DOCUMENT PASSAGE
++++
4.10.2009

Mediocre Friday

Apparently, Good Friday is a popular day to take off from work..something I will keep in mind for 2010. I'll go ahead and call 2009 a trial and error, but in my defense, I did have several things working against me in this unfortunate case of 'showing up at work when everyone else takes the day off.'

1. NEW EMPLOYEE. That's right. 2 weeks are being completed as of today. I'm still struggling with names, eye contact, and handshakes, so naturally I have not made it to the point that anyone is willing to give me any insider information. You know, the essentials in any workplace like who is the moody menapausal you should avoid (my guess is there are several), who actually has a personality and/or social life, is it ok to facebook during work hours (I'll find out soon enough), and which half-hearted holidays to take off. (ie. Good Friday, Bad Friday, Really Nice Day Friday, etc.)
++++
APPLY WHAT YOU READ
(a) According to the Mediocre Friday post, how long has the writer been a new employee as of the day of writing?
(b) Resume the Mediocre Friday post right after its last sentence, in the same voice.
++++
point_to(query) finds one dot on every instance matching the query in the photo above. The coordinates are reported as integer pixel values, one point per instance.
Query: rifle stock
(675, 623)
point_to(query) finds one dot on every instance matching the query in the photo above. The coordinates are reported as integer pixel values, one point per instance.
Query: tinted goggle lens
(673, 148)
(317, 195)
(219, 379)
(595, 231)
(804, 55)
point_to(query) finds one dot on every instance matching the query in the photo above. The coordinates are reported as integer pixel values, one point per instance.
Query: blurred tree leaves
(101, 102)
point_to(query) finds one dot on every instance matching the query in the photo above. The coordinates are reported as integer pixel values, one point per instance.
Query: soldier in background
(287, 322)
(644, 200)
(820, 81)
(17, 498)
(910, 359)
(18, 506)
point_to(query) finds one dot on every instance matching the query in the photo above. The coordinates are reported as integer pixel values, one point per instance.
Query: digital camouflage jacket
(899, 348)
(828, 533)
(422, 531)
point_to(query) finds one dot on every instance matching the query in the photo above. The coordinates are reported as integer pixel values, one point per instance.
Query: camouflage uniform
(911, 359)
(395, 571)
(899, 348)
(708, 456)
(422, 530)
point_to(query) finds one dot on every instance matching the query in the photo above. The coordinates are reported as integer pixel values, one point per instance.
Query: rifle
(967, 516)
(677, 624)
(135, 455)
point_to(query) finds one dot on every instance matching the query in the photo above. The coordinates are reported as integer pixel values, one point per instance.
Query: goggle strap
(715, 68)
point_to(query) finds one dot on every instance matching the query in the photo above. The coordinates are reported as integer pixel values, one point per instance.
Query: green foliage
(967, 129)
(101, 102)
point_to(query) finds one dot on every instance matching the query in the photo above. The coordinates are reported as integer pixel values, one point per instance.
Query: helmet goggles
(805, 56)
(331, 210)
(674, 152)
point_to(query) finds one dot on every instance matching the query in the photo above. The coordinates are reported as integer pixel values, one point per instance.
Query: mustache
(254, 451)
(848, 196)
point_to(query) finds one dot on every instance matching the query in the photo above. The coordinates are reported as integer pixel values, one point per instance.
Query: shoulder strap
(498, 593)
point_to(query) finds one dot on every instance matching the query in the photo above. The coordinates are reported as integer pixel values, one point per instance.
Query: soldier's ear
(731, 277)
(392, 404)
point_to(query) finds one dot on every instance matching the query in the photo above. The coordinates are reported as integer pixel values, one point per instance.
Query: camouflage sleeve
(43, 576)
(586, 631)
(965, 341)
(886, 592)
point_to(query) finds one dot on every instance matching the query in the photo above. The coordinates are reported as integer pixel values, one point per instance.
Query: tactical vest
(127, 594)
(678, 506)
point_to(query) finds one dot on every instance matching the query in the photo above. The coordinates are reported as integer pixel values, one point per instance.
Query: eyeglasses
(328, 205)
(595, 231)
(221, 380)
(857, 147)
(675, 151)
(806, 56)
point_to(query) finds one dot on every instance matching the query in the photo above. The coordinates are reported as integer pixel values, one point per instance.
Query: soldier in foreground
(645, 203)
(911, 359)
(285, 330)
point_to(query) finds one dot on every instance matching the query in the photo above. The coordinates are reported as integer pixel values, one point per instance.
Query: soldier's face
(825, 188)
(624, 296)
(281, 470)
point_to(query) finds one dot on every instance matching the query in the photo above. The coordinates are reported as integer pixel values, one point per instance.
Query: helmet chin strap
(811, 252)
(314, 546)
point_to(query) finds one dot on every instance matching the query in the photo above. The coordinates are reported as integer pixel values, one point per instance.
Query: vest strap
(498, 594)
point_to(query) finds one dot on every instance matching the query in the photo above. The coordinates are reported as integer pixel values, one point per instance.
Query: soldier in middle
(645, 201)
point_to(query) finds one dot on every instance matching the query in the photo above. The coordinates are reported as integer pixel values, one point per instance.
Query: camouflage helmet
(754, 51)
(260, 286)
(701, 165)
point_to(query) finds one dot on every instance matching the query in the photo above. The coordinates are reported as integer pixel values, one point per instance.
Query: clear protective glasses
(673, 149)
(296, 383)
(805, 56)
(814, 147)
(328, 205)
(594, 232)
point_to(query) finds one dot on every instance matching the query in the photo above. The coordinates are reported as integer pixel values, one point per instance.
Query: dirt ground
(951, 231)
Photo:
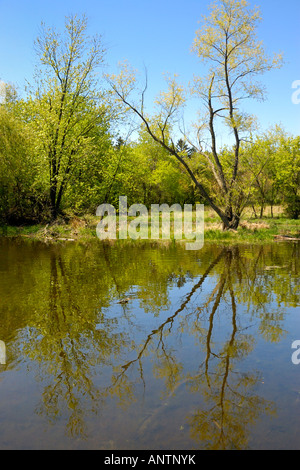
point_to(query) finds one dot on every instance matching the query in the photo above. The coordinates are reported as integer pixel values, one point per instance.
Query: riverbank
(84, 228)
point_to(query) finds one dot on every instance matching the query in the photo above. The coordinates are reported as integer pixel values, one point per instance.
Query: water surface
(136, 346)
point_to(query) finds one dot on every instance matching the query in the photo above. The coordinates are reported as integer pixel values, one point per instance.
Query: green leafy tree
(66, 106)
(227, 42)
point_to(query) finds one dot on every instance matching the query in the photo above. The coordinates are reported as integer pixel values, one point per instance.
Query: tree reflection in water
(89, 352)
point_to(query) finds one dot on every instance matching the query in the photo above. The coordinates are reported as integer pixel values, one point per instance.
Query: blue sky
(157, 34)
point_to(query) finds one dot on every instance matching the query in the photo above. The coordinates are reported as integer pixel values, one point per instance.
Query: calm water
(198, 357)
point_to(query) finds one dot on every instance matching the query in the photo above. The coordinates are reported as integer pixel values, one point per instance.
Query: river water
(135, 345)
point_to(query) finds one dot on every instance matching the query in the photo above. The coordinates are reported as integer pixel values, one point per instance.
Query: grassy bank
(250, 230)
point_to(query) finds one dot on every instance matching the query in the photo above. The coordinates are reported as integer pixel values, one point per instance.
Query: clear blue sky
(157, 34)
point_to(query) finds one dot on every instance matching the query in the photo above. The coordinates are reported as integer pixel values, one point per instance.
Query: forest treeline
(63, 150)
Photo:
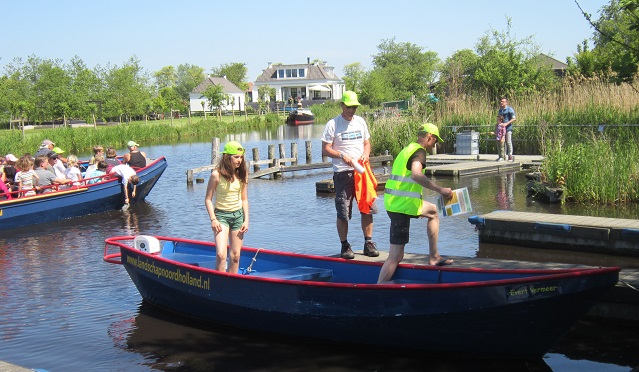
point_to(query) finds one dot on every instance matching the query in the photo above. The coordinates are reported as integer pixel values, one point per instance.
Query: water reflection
++++
TASK RESULTS
(a) Two weeks.

(b)
2. CONTRACT WORKER. OOH, this one hurts because although I have a badge, laptop, and excessive amount of responsibilities, I am still just a contract worker. It is made evident to the hundreds of people roaming the hallways (clearly, all looking at me) by giving me a nice yellow border around my badge mugshot so everyone knows that they will not be seeing me in the workout area, underground parking lot, or company clinic. This automatically puts a permanent barrier between me and the 'real' employees who have the luxery of paid time off. If I wanted to take the day off, I would need to call for back-up and forfeit a day's wages, something that is not an option for a girl who is paying off a trip to Cancun, student loans that will last until I retire, oh, and that trip to LA I took in 2007 and never paid for.

3. TOO YOUNG. If I had a dollar for everytime someone said 'you're so young! you're just a baby!' I would have approx. $6. One from that older man I went to HH with last summer, and the other 5 in the past 2 weeks of working with empty nesters complaining about carpal tunnel syndrome and not knowing how to work a mouse. I don't know that either of those are of signs of being old, but it seems like a commonality for the people that I work with so just go with it. Anyway, when you're significantly younger than everyone else, they assume you don't have a family, any responsibilities outside of work, vacations, etc. Because you're so young, you're just a baby!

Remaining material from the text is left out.